Saved entries ::
··········

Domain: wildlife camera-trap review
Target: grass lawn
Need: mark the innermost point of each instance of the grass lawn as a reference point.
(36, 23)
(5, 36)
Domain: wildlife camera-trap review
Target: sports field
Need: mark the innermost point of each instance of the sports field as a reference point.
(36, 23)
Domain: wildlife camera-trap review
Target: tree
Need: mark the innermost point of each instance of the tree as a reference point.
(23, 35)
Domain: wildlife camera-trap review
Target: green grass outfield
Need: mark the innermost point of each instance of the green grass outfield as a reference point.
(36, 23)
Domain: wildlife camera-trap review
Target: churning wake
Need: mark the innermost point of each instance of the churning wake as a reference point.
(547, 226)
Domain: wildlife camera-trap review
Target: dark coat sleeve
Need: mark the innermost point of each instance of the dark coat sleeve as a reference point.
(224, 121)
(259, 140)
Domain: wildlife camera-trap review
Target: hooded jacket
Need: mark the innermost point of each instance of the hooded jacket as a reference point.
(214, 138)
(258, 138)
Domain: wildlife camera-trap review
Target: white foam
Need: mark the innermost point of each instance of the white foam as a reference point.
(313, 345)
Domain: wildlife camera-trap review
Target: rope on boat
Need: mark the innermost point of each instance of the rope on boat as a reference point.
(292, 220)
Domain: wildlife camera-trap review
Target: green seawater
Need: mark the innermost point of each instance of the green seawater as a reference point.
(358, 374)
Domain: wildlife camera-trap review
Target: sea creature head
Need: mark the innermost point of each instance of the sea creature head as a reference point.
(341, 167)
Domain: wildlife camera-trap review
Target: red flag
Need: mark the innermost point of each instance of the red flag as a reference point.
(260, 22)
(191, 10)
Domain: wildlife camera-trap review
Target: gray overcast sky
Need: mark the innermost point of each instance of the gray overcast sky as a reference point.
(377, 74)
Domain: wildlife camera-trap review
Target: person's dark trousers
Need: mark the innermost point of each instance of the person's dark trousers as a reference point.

··········

ASSIGNMENT ::
An exact copy of the lines from the one with "Target: sports field" to the final line of the entries is all that the answer should hold.

ANSWER TO THIS PROBLEM ::
Target: sports field
Need: mark the innermost point of each instance of the sports field as a reference point.
(36, 23)
Domain: wildlife camera-trap review
Target: tree
Need: mark the innermost point of each instance of the tree as a reference point.
(23, 35)
Domain: wildlife camera-trap review
Target: green grass outfield
Need: mark the innermost point of each instance of the green grass outfield as a reference point.
(36, 23)
Domain: wildlife camera-trap review
Target: churning wake
Need: mark the innermost point of each instance of the churning wake as a reference point.
(547, 226)
Domain: wildlife camera-trap review
Target: dark coat sleeve
Need: mark the innermost point of each instance of the dark coat sleeve as a reference point.
(224, 121)
(259, 140)
Domain: wildlife camera-trap review
Target: hooded jacket
Need: mark the innermost point of each instance of the hooded jacket as a reference point.
(214, 138)
(258, 138)
Domain: wildlife camera-trap review
Target: white foam
Need: mark the innermost point of each instance of the white foam as a reference point.
(313, 345)
Domain: wildlife camera-trap review
Target: rope on boat
Need: mark the innermost point of each instance of the rope on boat as a reference point.
(292, 220)
Domain: wildlife camera-trap review
Target: green seawater
Need: mark the innermost point of each instance of the green seawater as a reference point.
(358, 374)
Domain: wildlife camera-trap review
Target: sea creature head
Need: mark the innermost point of each instance of the sea creature head as a reference point.
(341, 167)
Domain: wildlife camera-trap review
Target: red flag
Need: mark the innermost point of each instance of the red flag as a reference point.
(260, 22)
(191, 10)
Domain: wildlife camera-trap review
Target: gray overcast sky
Need: mark the innermost point of each instance of the gray overcast sky as a reference point.
(377, 74)
Domain: wildlife camera-trap review
Target: person's dark trousers
Need: mark the innermost point of each instance of the person's dark trousers as a reference point.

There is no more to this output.